*Source data*.
---

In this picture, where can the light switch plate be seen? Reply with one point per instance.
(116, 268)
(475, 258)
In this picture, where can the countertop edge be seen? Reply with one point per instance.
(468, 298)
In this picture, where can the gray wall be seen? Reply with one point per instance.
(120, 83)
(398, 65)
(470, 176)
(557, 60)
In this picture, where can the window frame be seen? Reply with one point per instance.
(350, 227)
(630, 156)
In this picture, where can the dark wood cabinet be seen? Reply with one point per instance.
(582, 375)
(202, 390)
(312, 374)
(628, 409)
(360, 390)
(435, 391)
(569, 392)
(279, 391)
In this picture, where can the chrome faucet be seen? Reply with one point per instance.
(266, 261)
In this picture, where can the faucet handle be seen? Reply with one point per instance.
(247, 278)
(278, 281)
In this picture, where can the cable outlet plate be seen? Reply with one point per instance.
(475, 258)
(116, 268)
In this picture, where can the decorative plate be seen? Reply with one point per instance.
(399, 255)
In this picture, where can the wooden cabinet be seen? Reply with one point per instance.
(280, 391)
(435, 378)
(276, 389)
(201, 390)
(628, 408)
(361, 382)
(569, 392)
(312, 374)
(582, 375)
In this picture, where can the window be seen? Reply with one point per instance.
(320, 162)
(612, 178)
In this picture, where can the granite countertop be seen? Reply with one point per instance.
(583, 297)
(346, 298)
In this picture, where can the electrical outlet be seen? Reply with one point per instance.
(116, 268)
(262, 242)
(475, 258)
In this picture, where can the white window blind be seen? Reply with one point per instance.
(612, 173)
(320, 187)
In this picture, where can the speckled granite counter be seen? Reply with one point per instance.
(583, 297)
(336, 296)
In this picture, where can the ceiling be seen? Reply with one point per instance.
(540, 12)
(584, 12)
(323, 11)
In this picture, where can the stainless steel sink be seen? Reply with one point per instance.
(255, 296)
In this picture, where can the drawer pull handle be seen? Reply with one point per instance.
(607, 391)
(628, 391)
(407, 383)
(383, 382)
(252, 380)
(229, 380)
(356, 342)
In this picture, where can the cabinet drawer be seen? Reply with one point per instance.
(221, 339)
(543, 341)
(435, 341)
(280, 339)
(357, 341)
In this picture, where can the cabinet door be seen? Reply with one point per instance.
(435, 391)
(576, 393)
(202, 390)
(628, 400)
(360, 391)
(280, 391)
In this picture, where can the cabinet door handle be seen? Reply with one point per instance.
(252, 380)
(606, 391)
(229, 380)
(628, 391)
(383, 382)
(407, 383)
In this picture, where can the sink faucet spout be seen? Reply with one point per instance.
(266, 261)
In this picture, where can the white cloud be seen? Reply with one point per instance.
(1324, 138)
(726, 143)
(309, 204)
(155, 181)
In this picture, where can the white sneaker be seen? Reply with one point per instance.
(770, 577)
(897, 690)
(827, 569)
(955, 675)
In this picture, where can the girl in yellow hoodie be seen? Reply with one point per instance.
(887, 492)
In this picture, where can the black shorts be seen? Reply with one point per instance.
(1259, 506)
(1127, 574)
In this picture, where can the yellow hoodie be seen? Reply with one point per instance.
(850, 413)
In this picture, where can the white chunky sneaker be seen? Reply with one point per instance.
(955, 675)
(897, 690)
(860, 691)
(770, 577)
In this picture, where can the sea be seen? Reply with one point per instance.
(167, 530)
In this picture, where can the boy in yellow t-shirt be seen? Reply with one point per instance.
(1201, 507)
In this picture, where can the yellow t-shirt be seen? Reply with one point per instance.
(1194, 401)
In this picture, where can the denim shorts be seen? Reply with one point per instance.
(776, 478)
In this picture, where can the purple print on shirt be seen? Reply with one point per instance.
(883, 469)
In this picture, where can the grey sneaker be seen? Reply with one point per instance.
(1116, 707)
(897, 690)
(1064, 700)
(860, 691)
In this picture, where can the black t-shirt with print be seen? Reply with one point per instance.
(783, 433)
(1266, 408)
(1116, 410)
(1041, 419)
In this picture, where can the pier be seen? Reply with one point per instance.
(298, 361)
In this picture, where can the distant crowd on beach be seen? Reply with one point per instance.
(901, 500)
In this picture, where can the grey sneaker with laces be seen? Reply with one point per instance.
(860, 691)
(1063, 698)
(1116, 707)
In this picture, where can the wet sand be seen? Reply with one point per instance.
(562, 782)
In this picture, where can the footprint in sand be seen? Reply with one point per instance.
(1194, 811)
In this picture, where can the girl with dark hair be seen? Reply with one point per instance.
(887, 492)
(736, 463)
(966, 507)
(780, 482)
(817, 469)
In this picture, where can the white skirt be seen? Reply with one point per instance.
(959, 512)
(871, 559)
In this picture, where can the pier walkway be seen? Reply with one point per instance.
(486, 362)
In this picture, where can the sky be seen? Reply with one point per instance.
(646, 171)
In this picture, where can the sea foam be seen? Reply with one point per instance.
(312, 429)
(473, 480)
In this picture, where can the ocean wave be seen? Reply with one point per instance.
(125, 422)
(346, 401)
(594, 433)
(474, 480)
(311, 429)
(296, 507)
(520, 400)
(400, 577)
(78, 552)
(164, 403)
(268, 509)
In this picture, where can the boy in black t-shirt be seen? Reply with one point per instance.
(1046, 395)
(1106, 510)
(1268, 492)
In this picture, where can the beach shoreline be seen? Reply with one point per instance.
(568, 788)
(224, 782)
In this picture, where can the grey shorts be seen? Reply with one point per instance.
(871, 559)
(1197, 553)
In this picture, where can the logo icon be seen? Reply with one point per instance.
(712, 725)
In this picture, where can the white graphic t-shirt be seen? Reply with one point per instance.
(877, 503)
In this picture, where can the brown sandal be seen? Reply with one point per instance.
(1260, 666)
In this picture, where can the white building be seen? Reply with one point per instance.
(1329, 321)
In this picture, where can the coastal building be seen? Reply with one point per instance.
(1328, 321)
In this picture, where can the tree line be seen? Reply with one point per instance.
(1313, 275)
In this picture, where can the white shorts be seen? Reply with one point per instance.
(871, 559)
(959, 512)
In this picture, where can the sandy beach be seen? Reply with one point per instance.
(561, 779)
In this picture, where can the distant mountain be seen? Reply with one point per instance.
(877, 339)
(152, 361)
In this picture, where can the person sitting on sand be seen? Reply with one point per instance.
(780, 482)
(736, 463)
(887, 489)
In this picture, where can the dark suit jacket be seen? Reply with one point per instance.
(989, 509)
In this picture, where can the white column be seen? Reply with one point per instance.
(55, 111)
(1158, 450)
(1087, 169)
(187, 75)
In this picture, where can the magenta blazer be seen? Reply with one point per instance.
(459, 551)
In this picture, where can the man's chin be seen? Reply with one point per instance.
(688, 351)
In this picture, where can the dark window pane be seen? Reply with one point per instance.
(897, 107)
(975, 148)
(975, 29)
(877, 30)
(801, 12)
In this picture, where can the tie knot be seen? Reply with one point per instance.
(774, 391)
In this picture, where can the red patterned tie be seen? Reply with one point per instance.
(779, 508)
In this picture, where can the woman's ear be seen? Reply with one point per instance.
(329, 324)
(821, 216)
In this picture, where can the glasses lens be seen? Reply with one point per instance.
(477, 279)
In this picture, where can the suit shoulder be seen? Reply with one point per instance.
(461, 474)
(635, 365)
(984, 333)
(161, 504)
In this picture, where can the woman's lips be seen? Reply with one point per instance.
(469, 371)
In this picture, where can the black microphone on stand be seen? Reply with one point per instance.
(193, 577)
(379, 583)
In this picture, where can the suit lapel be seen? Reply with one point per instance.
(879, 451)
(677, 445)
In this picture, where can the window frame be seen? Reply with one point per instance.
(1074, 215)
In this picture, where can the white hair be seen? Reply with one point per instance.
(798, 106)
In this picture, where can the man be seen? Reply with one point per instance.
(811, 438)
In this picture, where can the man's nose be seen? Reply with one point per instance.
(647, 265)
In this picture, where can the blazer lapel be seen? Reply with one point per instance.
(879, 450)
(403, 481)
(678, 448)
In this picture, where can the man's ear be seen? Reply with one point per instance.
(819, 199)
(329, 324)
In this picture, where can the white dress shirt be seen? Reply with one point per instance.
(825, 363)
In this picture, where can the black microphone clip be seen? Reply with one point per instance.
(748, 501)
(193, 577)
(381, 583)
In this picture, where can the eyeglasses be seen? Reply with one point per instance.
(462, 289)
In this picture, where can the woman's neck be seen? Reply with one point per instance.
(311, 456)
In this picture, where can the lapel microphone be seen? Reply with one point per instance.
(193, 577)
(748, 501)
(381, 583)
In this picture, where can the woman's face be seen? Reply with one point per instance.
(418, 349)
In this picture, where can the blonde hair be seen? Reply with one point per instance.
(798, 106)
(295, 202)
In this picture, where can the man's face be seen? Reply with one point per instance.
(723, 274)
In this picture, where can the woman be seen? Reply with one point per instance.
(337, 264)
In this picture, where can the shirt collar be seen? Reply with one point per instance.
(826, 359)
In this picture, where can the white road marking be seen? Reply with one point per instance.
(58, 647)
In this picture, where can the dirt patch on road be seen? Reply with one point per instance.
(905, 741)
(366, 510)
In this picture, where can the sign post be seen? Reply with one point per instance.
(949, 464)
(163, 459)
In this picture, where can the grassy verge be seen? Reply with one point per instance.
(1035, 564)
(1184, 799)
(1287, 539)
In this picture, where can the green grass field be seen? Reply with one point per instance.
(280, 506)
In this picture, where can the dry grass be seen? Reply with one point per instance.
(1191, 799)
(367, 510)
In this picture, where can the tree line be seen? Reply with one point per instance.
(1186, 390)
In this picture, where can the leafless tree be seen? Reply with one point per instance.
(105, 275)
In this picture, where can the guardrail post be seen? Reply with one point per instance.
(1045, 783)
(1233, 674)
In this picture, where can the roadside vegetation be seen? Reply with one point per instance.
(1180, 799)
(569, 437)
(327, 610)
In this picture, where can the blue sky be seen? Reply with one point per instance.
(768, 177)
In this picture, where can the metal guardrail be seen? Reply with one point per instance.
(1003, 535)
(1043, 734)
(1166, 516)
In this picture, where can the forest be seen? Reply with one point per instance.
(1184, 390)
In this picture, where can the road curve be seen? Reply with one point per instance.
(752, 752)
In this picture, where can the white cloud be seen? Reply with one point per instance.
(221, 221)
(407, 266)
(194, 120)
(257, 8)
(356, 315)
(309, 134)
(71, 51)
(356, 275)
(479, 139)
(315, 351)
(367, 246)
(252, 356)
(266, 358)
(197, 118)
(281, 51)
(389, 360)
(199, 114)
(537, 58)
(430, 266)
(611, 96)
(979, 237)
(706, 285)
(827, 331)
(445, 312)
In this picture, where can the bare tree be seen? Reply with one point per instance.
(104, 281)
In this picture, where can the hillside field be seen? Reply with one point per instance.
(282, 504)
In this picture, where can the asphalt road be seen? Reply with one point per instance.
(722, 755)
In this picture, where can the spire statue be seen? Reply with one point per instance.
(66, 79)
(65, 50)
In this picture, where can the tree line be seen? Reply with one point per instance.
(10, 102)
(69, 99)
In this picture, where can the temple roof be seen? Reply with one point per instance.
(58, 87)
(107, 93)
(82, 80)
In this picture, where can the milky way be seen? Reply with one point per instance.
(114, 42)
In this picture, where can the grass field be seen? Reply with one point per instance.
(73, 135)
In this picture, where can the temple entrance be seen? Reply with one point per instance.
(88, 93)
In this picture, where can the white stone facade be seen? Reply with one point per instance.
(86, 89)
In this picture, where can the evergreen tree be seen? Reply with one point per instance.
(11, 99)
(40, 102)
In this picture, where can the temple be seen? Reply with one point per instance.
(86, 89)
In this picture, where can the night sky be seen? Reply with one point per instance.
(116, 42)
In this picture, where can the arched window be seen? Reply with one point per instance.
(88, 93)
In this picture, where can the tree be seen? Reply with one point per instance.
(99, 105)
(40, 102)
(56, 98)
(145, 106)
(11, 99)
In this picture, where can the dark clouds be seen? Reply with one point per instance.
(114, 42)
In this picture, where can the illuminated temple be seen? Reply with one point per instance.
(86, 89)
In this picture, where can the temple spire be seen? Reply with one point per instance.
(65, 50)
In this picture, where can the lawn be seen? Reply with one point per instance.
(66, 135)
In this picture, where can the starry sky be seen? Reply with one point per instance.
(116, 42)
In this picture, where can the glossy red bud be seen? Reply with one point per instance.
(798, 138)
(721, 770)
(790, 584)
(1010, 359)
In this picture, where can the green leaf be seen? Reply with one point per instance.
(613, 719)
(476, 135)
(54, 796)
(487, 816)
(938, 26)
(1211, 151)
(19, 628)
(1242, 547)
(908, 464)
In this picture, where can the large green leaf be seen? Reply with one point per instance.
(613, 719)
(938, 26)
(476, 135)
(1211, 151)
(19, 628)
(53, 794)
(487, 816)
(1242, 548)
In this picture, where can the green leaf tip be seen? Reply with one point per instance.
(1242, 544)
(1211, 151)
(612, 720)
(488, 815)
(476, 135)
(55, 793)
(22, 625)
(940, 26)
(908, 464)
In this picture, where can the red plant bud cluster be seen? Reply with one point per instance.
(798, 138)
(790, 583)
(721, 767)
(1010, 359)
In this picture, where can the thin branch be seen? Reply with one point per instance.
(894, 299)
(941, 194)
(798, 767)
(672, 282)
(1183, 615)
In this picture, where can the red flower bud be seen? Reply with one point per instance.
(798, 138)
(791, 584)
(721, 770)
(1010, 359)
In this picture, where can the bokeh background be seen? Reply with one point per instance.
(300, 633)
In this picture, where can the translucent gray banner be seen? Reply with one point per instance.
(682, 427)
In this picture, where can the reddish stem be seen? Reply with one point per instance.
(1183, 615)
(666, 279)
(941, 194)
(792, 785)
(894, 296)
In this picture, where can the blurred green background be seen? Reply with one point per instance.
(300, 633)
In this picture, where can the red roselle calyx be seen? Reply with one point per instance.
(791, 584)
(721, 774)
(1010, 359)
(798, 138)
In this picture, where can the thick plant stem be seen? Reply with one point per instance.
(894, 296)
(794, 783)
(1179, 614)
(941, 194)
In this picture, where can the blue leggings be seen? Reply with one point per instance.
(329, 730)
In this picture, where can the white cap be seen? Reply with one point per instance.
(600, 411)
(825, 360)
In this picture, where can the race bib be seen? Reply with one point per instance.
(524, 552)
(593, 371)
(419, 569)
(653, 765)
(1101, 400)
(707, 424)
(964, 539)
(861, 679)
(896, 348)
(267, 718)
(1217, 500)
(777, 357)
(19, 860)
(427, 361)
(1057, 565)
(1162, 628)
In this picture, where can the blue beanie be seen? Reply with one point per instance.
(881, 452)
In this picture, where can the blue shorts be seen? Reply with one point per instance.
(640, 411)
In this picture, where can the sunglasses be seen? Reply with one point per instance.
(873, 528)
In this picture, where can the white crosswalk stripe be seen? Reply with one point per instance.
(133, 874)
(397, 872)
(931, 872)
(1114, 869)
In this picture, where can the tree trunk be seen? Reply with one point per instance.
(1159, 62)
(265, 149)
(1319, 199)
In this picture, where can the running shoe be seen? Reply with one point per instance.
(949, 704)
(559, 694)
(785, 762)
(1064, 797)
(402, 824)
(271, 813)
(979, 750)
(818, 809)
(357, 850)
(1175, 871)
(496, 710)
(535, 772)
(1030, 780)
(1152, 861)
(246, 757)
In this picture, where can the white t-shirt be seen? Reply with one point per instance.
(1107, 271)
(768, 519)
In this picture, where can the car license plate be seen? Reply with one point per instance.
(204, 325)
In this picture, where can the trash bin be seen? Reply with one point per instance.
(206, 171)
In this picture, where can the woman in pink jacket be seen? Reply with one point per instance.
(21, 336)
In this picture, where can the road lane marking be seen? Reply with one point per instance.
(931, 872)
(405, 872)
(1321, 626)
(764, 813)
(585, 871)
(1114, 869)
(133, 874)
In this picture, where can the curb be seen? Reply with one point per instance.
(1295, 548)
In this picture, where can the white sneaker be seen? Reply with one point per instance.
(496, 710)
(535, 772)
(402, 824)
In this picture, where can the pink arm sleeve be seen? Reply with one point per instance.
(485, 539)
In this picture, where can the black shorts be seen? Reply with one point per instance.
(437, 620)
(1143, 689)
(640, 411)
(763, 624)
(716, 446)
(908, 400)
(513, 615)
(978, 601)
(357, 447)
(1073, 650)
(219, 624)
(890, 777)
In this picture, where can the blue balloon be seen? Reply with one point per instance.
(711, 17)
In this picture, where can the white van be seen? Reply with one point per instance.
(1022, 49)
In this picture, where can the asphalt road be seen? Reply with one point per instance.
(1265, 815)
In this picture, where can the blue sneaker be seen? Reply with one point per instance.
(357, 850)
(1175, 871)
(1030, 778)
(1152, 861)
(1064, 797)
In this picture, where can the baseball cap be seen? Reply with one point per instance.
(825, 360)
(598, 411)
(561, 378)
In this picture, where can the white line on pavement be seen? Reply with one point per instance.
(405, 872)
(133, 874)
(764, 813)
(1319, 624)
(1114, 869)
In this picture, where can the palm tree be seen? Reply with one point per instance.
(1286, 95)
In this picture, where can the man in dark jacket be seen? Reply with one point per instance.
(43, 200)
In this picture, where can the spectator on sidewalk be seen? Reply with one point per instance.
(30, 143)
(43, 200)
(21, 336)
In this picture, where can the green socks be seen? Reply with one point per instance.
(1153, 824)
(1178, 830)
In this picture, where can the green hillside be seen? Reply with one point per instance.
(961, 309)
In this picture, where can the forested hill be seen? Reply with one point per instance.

---

Set down no line except those from the one with "In this picture, where can the green hillside" to the last line of the data, inclusive, each exactly as written.

In this picture, where can the green hillside be seen? Reply with one point per instance.
(961, 309)
In this picture, where can the forested hill be seen? Reply with one point per instance.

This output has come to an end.